◆ Task details ◆
Select every line of the material below that contains the string "front", and reproduce each such line unaltered and in its original order.

◆ Raw data ◆
==================================================

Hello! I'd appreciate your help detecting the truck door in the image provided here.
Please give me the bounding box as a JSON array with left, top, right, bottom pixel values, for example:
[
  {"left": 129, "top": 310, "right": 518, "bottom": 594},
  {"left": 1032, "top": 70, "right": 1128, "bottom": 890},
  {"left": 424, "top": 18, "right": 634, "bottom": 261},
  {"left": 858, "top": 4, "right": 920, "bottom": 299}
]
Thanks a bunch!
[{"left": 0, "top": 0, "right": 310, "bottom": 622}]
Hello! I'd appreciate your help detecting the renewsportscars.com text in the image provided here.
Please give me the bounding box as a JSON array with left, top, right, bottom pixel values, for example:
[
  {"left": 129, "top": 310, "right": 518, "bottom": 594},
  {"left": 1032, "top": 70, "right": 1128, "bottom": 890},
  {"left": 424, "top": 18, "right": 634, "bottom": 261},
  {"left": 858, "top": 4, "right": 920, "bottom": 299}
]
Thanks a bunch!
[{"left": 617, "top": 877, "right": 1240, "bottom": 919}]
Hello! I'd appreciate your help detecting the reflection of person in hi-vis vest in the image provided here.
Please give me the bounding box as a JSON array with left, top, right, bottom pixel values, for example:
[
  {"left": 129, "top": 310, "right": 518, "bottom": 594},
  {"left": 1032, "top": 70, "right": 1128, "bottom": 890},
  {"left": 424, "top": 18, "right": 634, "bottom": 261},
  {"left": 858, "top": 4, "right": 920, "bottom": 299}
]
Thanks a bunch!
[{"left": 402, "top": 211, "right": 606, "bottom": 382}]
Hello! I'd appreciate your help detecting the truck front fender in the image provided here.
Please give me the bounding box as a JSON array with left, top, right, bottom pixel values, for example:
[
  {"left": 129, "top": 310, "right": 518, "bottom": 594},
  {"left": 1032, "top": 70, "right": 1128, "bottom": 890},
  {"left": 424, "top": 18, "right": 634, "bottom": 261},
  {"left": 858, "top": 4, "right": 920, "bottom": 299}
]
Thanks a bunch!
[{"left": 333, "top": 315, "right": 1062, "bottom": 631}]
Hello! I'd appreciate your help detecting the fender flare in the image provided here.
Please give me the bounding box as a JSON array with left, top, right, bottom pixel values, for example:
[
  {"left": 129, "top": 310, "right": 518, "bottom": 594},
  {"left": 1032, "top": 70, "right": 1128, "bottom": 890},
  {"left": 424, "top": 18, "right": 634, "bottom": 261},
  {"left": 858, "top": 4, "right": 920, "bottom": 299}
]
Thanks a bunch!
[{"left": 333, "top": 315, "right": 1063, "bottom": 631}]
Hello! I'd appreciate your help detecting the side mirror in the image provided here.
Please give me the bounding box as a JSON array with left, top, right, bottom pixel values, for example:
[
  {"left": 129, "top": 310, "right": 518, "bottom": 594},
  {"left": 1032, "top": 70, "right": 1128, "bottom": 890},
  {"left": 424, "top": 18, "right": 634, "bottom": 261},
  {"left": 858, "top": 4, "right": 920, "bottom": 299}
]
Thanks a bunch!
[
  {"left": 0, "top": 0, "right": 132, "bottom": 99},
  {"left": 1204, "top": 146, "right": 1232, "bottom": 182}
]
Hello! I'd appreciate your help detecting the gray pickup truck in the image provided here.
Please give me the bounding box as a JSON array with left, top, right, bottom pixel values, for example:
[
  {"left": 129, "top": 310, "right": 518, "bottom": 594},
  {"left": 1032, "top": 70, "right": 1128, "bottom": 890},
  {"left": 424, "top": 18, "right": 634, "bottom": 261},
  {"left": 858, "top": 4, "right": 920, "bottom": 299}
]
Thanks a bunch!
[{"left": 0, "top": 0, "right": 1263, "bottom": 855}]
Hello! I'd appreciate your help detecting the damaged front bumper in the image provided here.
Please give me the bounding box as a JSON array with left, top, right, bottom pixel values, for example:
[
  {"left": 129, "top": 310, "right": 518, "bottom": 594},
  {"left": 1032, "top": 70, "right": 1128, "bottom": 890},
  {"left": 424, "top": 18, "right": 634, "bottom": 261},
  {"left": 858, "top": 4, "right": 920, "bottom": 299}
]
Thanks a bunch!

==================================================

◆ Solution for this problem ◆
Hello! I'd appreciate your help detecting the truck front fender in the image provided here.
Hello! I'd appreciate your help detecting the damaged front bumper in the image provided here.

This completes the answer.